# start of Reading passage

The GES database includes the variable of vehicle speed, which provides the strongest evidence of the relationship between injury severity and speed. The results are shown in Table 1. Relatively few of the struck pedestrians were killed when the vehicle’s pre-crash travel speed was 35 mph or lower, but vehicles traveling at 36 - 45 mph killed about 16 percent of the pedestrians and vehicles traveling at 46 mph or above killed about 35 percent of the pedestrians.

Note that the speed value is for pre-crash motion, which will only be a rough estimate of the true impact speed. In most cases, the reported speed refers to the vehicle’s speed on approach to the crash. If the driver was able to attempt evasive or stopping maneuvers, the actual impact speed could have been considerably slower.

Although actual vehicle speeds are the most important values for relating injuries to speeds, they are missing for more than three-fourths (77 percent) of all the crashes in GES. (Travel speeds were more likely to have been recorded for fatality or A-injury crashes.) Additional analyses based on posted speed limits, which were known for nearly all reported crashes, were conducted. Posted speed limits are less accurate indicators of the travel speeds of vehicles in pedestrian crashes, but knowing them for nearly all crashes makes such analyses a useful complement to analyses based on estimated travel speeds.



For tabulations based on posted speed limits, data were combined from GES, for all injury levels below fatality, and FARS, for fatalities. In GES, posted speed limits were known for 99.9 percent of the cases, and in FARS, posted speed limits were known for 97 percent of the cases. While GES is the best national estimate of numbers of crashes producing non-fatal results, FARS is a direct count of all crashes producing fatalities.

Table 2 shows the distribution of injuries for pedestrians with known injury severity as a function of speed limit. The relationships are similar to those seen for actual travel speeds, but they show less drastic swings. For the lowest speed limits, just over one percent of struck pedestrians were killed. At speed limits of 50 mph or higher, 22.2 percent of the pedestrians struck were killed. In addition, the percentage of seriously injured pedestrians rose, from 15 percent (for speed limits up to 20 mph) to 31 percent and 26 percent (for speed limits of 40-45 mph and 50+ mph, respectively).



One problem with simply using speed limit as an indication of true speed is that it doesn’t take into account the vehicle’s action. Vehicles that are turning, or backing, or already slowing in traffic, would have their speed controlled more by the maneuver than the speed limit. For all GES crashes, only 74 percent of drivers were going straight; nearly 15 percent were turning, 3 percent were backing, 3 percent were slowing in their lanes, and about 5 percent were performing some other action. Drivers going straight ranged from 69 percent at speed limits of 20 mph or less to nearly 80 percent for speed limits of 40 mph or more.

# end of Reading passage

- Work to do -
**a)** Retype the section of the passage on vehicle speed and pedestrian injuries from "The GES database" up to and including "been considerably slower.".
**b)** Write what comes next in the passage on vehicle speed and pedestrian injuries, starting after its final sentence.

# start of Provided information

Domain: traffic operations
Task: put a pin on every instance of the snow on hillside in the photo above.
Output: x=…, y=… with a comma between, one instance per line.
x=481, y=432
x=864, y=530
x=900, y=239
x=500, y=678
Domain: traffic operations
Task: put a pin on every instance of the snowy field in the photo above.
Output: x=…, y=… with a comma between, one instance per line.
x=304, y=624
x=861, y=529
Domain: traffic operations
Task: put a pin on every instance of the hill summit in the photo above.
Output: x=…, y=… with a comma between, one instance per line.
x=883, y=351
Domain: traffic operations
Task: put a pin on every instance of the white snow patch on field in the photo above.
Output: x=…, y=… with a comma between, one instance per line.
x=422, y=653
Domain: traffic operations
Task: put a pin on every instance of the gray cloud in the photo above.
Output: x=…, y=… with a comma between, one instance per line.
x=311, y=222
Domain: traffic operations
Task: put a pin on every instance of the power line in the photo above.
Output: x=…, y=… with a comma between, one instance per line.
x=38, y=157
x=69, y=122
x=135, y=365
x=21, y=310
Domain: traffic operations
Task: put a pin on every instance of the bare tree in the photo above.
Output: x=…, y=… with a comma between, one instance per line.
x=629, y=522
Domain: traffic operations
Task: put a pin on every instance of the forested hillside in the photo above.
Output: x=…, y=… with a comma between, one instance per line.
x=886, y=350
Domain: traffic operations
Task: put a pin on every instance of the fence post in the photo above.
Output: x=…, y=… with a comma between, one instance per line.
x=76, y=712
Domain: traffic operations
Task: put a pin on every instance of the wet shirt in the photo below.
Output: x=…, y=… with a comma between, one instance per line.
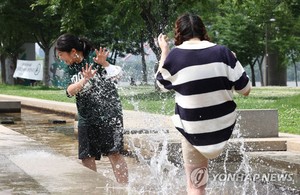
x=204, y=76
x=98, y=101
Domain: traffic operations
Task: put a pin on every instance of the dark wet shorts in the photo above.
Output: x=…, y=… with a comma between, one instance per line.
x=103, y=139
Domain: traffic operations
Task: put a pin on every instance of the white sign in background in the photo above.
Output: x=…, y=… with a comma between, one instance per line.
x=27, y=69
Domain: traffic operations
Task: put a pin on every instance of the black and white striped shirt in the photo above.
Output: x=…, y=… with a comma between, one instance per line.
x=204, y=76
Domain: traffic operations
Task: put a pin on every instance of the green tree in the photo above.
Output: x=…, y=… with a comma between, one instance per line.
x=15, y=32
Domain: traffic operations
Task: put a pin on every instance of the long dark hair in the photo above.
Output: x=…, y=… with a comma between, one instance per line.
x=67, y=42
x=189, y=26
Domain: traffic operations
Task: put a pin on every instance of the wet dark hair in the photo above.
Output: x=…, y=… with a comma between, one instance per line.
x=189, y=26
x=67, y=42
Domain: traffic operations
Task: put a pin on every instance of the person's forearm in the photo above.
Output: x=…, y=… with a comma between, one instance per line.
x=163, y=57
x=73, y=89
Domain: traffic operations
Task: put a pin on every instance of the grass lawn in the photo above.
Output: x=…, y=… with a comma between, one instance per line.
x=145, y=98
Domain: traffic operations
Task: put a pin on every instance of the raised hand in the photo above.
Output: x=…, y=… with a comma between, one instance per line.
x=88, y=72
x=101, y=56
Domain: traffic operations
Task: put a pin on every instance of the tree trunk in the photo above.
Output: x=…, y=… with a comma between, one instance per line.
x=252, y=74
x=277, y=71
x=144, y=65
x=261, y=71
x=3, y=69
x=295, y=69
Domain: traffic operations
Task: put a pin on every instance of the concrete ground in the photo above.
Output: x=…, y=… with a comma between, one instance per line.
x=281, y=152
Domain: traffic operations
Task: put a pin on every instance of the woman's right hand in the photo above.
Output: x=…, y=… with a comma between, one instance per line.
x=88, y=72
x=163, y=42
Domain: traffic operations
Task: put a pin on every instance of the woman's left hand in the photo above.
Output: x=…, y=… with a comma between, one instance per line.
x=101, y=56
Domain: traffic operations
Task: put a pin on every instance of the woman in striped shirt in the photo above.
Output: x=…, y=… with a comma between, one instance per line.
x=203, y=76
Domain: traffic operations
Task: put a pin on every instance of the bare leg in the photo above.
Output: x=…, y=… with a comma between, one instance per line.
x=119, y=167
x=90, y=163
x=196, y=169
x=197, y=176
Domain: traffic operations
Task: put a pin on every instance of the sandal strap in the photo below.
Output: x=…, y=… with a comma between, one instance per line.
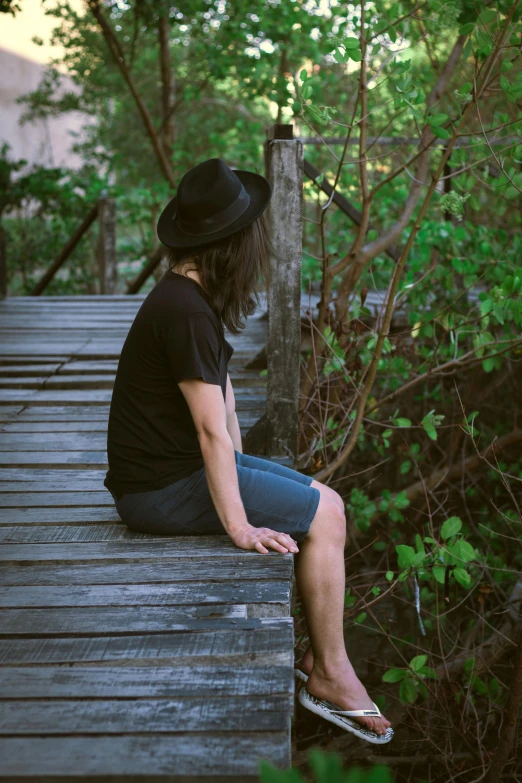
x=375, y=713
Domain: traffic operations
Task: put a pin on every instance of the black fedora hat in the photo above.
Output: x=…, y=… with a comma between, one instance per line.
x=212, y=202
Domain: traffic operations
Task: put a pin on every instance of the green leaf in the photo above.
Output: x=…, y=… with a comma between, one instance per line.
x=467, y=552
x=486, y=306
x=408, y=691
x=429, y=429
x=462, y=577
x=450, y=527
x=441, y=133
x=394, y=675
x=418, y=559
x=405, y=555
x=466, y=29
x=418, y=662
x=437, y=119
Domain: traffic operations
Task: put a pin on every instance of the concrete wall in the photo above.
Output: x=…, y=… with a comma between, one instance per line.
x=45, y=141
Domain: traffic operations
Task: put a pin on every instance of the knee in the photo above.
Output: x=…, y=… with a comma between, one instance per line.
x=330, y=493
x=330, y=521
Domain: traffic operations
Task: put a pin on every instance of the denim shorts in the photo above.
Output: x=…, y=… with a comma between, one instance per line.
x=273, y=495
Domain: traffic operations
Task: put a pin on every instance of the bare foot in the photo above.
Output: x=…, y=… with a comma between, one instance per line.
x=342, y=687
x=307, y=661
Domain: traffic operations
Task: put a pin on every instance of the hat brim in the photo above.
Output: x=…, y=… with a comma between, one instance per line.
x=259, y=190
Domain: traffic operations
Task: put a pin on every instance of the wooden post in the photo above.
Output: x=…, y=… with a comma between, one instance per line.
x=66, y=252
x=284, y=170
x=3, y=262
x=106, y=251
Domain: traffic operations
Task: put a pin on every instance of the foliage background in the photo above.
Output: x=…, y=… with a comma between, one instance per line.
x=425, y=453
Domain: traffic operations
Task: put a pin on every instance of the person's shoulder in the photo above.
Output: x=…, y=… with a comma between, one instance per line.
x=174, y=299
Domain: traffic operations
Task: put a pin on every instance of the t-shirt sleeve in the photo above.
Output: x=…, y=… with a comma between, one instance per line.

# end of Provided information

- Responses to the tasks -
**a)**
The GES database includes the variable of vehicle speed, which provides the strongest evidence of the relationship between injury severity and speed. The results are shown in Table 1. Relatively few of the struck pedestrians were killed when the vehicle’s pre-crash travel speed was 35 mph or lower, but vehicles traveling at 36 - 45 mph killed about 16 percent of the pedestrians and vehicles traveling at 46 mph or above killed about 35 percent of the pedestrians.

Note that the speed value is for pre-crash motion, which will only be a rough estimate of the true impact speed. In most cases, the reported speed refers to the vehicle’s speed on approach to the crash. If the driver was able to attempt evasive or stopping maneuvers, the actual impact speed could have been considerably slower.

**b)**
Table 3 examines the relationship between pedestrian injury and speed limits for crashes in which the vehicle was coded as going straight ahead. Overall, the proportion of fatally or seriously injured pedestrians was slightly higher than in Table 2. Also, the distribution of injury levels was somewhat more varied over speed limit. Fatalities increased from less than 2 percent for speed limits of 25 mph or less to 5 - 6 percent at speed limits of 30 - 35 mph, nearly 10 percent at 40-45 mph and to 24 percent at 50 mph or higher. The proportion of non-incapacitating injuries, minor injuries, and no injuries decreased steadily with increasing speed limits.



Related Crash Descriptors

Roads with different speed limits occur in different kinds of areas and attract different mixes of pedestrians and vehicles. To explore the way in which other crash descriptors might be related to pedestrian injury severity and speed limits, the distribution of different variables across speed limits was examined. The results are summarized in Table 4. Moderate differences are seen for most variables. (For example, males were struck somewhat more often on higher speed roads, and weekend crashes also occurred somewhat more often on higher speed roads.) Larger differences included:

State of Florida

In Florida in 1993 - 1996, 32,651 (91 percent) of the pedestrians in crashes were in single-vehicle crashes. These incidents were analyzed for the relationship between vehicle speed and pedestrian injury. For the pedestrians in single-vehicle crashes, 23,831 (74 percent) were struck by vehicles with estimated travel speeds and 21,864 (67 percent) were struck on roads with recorded speed limits. Of the pedestrians, 31,354 (96 percent) had known ages and 32,506 (99.6 percent) had known severity of injury (including no injury). The tables, figures, and text below are based on known data.

Vehicle speeds and pedestrian injuries



For pedestrians involved in Florida single-vehicle crashes in which estimated vehicle travel speeds were reported, there were 1,550 (6.5 percent) fatalities, 6,414 (27 percent) with A (incapacitating) injuries, 9,206 (39 percent) with B (non-incapacitating) injuries, and 6,583 (28 percent) with C (possible) or no injuries. The proportion of A injuries and fatalities increased steadily with increasing vehicle speeds (as estimated by the investigating police officer), although the A injuries leveled off and actually decreased above 45 mph as the fatalities increased sharply with higher vehicle travel speeds, reaching 36 percent of all cases with vehicles traveling above 45 mph. The distribution is shown in Table 5.

As noted earlier, younger pedestrians are generally more able to resist serious injury and death, while elderly pedestrians are much more susceptible to more serious consequences as crash victims. The distribution of fatality rates is shown in Table 6 and illustrated in Figure 2. Overall, pedestrians age 65 and older are more than 5 times as likely to die in crashes than pedestrians age 14 or less, and the likelihood of death increases steadily for ages in between. For vehicle travel speeds above 45 mph, pedestrians above age 65 die in about 5 of 8 crashes.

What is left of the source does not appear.